Soal A: Menurut teks tentang pelonggaran PSBB, mengapa pemerintah harus mengambil langkah yang terukur dan dapat dipertanggungjawabkan secara ilmiah dalam menentukan kebijakan? Jawab dalam satu sampai tiga kalimat.
Soal B: Ganti kata "pelonggaran" dengan "relaksasi" pada bagian teks tentang pelonggaran PSBB antara "Bisnis.com, JAKARTA —" dan "pelonggaran pembatasan sosial.", termasuk kedua ujungnya. Tuliskan kembali bagian tersebut setelah penggantian.
====== Teks yang Ditampilkan ======
Bisnis.com, JAKARTA — Badan Perencanaan Pembangunan Nasional atau Kementerian Perencanaan Pembangunan Nasional menyatakan bahwa terdapat tiga kriteria yang harus dipenuhi untuk melakukan penyesuaian pembatasan sosial. Indonesia belum memenuhi persyaratan untuk melakukan pelonggaran.
Kepala Bappenas/Menteri PPN Suharso Monoarfa menjelaskan bahwa sulit untuk memperkirakan kapan pandemi Covid-19 akan berakhir. Oleh karena itu, pemerintah harus mengambil langkah yang terukur dan dapat dipertanggung jawabkan secara ilmiah dalam menentukan kebijakan.
Salah satu kebijakan yang menjadi perhatian adalah rencana penyesuaian atau pelonggaran Pembatasan Sosial Berskala Besar (PSBB). DIa menjelaskan bahwa merujuk kepada saran Organisasi Kesehatan Dunia (WHO), terdapat tiga kriteria langkah kesehatan yang harus dipenuhi jika hendak melakukan pelonggaran pembatasan sosial.
Pertama, yang menjadi syarat mutlak adalah terpenuhinya kriteria epidemologi dengan indikator angka reproduction rate (Rt) atau reproduksi efektif harus mencapai di bawah 1 selama dua pekan. Untuk mencapai itu, angka reproduksi (R0) atau tren kasus baru harus berada di bawah 1 selama dua pekan.
"Indonesia R0-nya sekitar 2,5, untuk dunia ada di rentang 1,9–5,7. Kita bersama-sama berharap bisa menekan angka reproduksi efektif, agar Rt bisa lebih kecil dari 1 selama 14 hari," ujar Suharso pada Kamis (21/5/2020).
====== Daftar Data ======
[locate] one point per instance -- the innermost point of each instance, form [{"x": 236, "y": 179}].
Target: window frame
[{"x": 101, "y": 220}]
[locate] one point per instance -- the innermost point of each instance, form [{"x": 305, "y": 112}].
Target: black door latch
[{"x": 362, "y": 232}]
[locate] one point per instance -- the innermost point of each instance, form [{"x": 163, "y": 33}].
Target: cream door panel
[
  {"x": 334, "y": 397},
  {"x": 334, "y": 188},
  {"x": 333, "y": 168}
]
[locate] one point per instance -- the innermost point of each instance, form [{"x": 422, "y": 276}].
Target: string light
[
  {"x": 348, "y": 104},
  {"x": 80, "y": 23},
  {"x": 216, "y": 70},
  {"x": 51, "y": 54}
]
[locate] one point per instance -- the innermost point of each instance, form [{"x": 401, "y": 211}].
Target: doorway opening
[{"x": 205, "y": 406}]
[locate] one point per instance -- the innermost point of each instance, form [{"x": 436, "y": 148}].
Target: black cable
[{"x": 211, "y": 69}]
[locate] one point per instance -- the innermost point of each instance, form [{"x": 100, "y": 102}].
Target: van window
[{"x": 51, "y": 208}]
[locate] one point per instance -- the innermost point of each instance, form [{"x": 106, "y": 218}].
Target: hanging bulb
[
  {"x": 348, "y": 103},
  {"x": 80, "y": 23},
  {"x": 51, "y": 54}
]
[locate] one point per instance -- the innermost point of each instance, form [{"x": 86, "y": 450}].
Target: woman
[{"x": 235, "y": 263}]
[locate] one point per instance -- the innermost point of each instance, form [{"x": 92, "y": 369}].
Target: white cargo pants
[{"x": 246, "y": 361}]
======
Jawaban Latihan A: Pemerintah harus mengambil langkah yang terukur dan dapat dipertanggungjawabkan secara ilmiah karena sulit memperkirakan kapan pandemi Covid-19 akan berakhir. Hal ini dijelaskan oleh Kepala Bappenas/Menteri PPN Suharso Monoarfa.

Jawaban Latihan B:
Bisnis.com, JAKARTA — Badan Perencanaan Pembangunan Nasional atau Kementerian Perencanaan Pembangunan Nasional menyatakan bahwa terdapat tiga kriteria yang harus dipenuhi untuk melakukan penyesuaian pembatasan sosial. Indonesia belum memenuhi persyaratan untuk melakukan relaksasi.
Kepala Bappenas/Menteri PPN Suharso Monoarfa menjelaskan bahwa sulit untuk memperkirakan kapan pandemi Covid-19 akan berakhir. Oleh karena itu, pemerintah harus mengambil langkah yang terukur dan dapat dipertanggung jawabkan secara ilmiah dalam menentukan kebijakan.
Salah satu kebijakan yang menjadi perhatian adalah rencana penyesuaian atau relaksasi Pembatasan Sosial Berskala Besar (PSBB). DIa menjelaskan bahwa merujuk kepada saran Organisasi Kesehatan Dunia (WHO), terdapat tiga kriteria langkah kesehatan yang harus dipenuhi jika hendak melakukan relaksasi pembatasan sosial.